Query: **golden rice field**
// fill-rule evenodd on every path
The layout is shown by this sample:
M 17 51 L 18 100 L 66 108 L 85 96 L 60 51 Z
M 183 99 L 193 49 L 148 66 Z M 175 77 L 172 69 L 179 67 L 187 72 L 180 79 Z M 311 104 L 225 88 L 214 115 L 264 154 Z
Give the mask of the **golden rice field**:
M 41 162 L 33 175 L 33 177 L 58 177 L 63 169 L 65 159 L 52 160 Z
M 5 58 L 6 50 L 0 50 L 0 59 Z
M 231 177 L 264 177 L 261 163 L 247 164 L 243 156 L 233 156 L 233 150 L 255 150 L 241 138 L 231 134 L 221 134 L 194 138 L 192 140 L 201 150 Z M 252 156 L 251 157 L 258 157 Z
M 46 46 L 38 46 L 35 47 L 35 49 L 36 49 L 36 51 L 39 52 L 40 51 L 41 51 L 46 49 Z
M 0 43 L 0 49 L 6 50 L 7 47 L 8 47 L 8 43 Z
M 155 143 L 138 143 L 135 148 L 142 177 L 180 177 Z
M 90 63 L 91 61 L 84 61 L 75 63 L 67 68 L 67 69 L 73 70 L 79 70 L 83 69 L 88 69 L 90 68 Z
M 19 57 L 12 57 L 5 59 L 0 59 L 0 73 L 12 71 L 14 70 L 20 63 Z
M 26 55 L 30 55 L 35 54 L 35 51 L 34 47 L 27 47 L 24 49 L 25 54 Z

........

**EXERCISE PROMPT**
Rewrite each of the lines above as a string in a single JSON list, with one string per line and any blank lines omitted.

**RIGHT ANSWER**
[
  "Query: **golden rice field**",
  "// fill-rule evenodd on every path",
  "The layout is shown by this sample:",
  "M 17 51 L 18 100 L 66 108 L 85 96 L 60 51 Z",
  "M 183 99 L 193 49 L 148 66 Z M 175 77 L 172 69 L 179 67 L 187 72 L 180 79 Z M 311 104 L 225 88 L 214 115 L 264 154 Z",
  "Give the mask of the **golden rice field**:",
  "M 41 162 L 33 175 L 33 177 L 58 177 L 63 169 L 65 159 L 52 160 Z",
  "M 5 58 L 6 50 L 0 50 L 0 59 Z",
  "M 231 177 L 264 177 L 261 163 L 247 164 L 243 156 L 233 156 L 233 150 L 255 150 L 241 138 L 231 134 L 221 134 L 194 138 L 192 140 L 201 150 Z M 252 156 L 251 157 L 258 157 Z",
  "M 46 46 L 38 46 L 35 47 L 35 49 L 36 49 L 36 51 L 39 52 L 40 51 L 41 51 L 46 49 Z",
  "M 0 43 L 0 49 L 6 50 L 7 47 L 8 47 L 8 43 Z",
  "M 155 143 L 138 143 L 135 148 L 142 177 L 180 177 Z",
  "M 90 63 L 91 61 L 84 61 L 75 63 L 67 68 L 67 69 L 73 70 L 79 70 L 83 69 L 88 69 L 90 68 Z",
  "M 19 57 L 12 57 L 5 59 L 0 59 L 0 73 L 12 71 L 14 70 L 20 63 Z",
  "M 26 55 L 30 55 L 35 54 L 35 51 L 34 47 L 27 47 L 24 49 L 25 54 Z"
]